What the task asks: In the data below, find the line that contains "Study the picture above. For each instance of the short" and the line that contains "Study the picture above. For each instance of the man". Copy both, plus every line between them, exactly.

Input for this task:
* * * * *

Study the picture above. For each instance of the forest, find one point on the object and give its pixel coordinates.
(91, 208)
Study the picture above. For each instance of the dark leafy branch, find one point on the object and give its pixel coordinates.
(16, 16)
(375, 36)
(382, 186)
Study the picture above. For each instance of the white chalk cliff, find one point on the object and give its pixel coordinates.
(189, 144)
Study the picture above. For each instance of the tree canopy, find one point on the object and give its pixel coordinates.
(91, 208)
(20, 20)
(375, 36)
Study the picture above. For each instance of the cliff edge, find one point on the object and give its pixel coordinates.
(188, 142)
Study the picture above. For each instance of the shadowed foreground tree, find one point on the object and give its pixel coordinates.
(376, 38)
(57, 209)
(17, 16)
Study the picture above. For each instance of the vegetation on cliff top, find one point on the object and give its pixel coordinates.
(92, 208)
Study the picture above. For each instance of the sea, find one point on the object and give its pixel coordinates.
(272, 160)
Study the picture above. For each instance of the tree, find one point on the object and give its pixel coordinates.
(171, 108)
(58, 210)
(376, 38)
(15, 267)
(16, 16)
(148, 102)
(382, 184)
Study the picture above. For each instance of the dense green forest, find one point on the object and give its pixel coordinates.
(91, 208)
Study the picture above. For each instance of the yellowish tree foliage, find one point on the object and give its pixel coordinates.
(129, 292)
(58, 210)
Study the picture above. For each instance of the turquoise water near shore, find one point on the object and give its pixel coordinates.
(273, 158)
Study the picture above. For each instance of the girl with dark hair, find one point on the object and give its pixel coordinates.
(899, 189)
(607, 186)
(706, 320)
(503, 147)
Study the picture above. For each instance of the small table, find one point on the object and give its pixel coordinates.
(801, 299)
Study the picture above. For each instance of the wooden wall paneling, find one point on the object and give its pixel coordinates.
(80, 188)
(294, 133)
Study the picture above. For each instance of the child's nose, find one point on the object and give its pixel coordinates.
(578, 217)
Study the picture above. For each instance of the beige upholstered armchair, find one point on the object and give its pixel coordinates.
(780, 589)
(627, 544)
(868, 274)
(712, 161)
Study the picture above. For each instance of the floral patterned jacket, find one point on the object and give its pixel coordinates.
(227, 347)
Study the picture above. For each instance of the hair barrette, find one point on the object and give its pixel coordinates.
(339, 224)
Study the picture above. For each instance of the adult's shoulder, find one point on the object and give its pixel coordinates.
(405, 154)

* * * * *

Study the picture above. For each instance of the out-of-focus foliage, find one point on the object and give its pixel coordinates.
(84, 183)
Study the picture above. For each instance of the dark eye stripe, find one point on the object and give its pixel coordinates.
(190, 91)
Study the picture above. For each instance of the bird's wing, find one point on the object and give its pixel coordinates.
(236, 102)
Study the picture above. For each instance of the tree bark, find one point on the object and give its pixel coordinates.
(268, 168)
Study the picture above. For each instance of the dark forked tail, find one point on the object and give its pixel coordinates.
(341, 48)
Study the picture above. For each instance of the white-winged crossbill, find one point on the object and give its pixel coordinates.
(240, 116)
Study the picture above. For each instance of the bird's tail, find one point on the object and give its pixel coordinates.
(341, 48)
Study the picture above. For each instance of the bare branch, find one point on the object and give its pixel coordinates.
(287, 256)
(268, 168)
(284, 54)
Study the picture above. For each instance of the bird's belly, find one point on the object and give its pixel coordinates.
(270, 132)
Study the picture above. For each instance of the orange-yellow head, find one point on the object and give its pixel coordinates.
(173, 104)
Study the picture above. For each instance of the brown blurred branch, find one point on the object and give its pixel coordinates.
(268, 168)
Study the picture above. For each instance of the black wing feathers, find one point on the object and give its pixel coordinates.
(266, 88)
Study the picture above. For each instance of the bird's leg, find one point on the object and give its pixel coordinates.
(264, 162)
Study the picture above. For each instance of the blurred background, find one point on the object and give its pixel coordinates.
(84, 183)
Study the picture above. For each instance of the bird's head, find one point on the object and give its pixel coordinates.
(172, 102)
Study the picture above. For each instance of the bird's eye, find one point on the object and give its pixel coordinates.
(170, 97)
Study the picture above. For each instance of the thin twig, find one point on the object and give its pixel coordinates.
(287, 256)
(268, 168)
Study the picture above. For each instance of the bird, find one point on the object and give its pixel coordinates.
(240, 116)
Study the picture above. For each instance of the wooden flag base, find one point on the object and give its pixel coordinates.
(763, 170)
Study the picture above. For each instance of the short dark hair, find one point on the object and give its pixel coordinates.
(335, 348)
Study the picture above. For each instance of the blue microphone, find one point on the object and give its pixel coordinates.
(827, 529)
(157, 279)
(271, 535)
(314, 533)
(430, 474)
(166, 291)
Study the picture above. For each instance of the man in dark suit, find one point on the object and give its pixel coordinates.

* * * * *

Output below:
Study the picture above. For each instance of the short dark hair, find one point on the object and give its pixel coordinates.
(335, 348)
Study the picture above. For each instance of the blue microphone, find one point on the object and give its pixel coordinates.
(827, 529)
(157, 279)
(271, 535)
(314, 533)
(430, 474)
(166, 291)
Study the picture above. For each instance of the man in dark suit, find one point on the object and give its pixel coordinates.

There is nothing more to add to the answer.